■ **ASSIGNMENT**
Find the line in the entries below that contains "positive clicks: (20, 4)". Repeat it exactly, and every line after it through the line that contains "positive clicks: (214, 202)".

(MATERIALS PROVIDED Opens)

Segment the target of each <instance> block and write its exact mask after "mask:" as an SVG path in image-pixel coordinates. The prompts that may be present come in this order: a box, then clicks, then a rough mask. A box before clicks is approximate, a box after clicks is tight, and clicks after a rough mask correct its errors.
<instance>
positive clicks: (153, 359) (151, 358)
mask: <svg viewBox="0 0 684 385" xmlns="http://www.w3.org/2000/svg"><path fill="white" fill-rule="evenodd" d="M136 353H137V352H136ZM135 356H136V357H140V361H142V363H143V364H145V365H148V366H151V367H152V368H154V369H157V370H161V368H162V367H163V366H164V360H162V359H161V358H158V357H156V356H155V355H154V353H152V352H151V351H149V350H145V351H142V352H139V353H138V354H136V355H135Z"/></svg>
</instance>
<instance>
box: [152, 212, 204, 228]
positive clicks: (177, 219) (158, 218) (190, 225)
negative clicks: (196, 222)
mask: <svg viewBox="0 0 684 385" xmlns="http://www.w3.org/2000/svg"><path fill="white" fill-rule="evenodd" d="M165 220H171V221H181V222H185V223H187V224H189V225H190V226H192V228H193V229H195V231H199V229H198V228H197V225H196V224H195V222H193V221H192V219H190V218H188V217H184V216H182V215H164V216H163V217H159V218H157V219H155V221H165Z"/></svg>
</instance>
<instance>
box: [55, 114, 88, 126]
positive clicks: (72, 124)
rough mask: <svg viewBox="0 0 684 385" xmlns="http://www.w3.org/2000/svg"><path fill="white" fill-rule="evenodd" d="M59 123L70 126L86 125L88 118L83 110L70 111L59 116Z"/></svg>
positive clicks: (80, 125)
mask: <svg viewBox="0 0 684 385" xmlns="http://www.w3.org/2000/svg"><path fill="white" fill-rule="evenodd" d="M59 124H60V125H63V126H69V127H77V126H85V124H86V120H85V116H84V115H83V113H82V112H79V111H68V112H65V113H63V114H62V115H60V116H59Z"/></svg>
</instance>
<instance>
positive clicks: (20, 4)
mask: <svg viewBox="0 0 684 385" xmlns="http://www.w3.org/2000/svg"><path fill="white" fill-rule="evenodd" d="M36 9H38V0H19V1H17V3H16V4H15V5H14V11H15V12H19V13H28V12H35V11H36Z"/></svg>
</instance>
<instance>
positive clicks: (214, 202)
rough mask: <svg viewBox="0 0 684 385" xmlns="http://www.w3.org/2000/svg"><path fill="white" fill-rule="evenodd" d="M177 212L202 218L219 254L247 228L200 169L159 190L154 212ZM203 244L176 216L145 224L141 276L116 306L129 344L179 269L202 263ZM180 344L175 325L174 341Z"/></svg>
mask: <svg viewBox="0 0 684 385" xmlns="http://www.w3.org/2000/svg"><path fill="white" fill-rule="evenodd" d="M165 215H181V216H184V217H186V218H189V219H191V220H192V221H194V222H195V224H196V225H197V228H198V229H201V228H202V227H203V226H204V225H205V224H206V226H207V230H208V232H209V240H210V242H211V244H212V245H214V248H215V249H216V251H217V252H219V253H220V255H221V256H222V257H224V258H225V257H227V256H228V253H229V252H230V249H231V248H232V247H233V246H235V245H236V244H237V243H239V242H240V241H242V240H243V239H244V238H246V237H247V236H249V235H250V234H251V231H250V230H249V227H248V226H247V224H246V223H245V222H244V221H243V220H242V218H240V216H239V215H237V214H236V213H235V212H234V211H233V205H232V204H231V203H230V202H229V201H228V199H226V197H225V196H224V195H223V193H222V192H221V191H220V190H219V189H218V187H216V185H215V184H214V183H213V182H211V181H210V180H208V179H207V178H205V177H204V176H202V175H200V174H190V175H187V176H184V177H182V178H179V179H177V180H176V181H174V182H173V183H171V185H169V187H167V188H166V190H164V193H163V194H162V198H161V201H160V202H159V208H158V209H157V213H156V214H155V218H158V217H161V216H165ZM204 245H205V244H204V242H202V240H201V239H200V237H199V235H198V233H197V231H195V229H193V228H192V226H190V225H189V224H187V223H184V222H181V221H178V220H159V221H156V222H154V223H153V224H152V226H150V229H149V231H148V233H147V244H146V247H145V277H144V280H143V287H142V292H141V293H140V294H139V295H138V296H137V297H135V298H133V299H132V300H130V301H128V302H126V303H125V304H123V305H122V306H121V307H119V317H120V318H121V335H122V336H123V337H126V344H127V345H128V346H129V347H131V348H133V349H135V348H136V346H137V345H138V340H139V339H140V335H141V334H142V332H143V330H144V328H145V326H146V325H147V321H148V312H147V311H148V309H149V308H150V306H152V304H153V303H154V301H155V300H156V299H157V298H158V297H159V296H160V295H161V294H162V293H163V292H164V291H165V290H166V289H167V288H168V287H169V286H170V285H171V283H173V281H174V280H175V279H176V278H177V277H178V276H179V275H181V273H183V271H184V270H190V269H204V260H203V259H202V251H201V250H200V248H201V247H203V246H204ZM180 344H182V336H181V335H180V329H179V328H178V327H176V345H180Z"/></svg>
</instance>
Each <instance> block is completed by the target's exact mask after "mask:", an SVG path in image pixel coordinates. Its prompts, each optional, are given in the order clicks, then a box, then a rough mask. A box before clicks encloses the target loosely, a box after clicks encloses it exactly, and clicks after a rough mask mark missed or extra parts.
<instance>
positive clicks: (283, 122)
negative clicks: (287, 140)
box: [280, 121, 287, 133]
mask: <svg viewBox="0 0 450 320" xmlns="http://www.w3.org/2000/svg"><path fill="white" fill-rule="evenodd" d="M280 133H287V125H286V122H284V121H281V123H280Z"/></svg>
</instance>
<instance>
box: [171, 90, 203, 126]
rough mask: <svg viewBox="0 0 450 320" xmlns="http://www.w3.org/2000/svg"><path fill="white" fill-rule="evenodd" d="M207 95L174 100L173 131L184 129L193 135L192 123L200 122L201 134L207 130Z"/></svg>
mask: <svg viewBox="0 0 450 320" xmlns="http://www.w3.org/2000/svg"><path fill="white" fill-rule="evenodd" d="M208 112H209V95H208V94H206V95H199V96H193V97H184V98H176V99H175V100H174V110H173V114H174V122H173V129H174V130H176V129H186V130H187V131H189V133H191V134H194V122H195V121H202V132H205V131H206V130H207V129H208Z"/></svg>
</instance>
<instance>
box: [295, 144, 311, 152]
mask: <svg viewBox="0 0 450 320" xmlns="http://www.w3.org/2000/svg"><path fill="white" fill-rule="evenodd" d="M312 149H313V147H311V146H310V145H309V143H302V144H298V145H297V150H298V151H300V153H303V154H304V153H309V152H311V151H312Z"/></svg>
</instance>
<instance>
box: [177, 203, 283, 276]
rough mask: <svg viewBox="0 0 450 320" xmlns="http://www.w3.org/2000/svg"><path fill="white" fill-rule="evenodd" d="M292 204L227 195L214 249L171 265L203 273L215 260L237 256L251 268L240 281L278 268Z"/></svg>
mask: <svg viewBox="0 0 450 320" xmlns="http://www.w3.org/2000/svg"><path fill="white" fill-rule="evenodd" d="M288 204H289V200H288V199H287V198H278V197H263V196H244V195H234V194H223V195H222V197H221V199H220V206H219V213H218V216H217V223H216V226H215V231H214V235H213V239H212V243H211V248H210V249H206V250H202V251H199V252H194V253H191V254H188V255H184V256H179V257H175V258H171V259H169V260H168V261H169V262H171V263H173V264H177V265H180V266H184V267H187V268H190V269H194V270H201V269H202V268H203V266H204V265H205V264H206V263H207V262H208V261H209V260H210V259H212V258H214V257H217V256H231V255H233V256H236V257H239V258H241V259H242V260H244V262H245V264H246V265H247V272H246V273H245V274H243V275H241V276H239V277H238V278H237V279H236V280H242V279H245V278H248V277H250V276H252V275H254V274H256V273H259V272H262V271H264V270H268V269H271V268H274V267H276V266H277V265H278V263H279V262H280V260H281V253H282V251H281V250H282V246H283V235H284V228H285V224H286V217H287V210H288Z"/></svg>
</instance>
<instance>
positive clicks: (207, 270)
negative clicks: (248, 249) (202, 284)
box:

(MATERIALS PROVIDED Closes)

■ **WRITTEN SOLUTION**
positive clicks: (20, 4)
mask: <svg viewBox="0 0 684 385" xmlns="http://www.w3.org/2000/svg"><path fill="white" fill-rule="evenodd" d="M36 9H38V0H19V1H17V3H16V4H15V5H14V11H15V12H19V13H28V12H35V11H36Z"/></svg>
</instance>
<instance>
positive clicks: (214, 202)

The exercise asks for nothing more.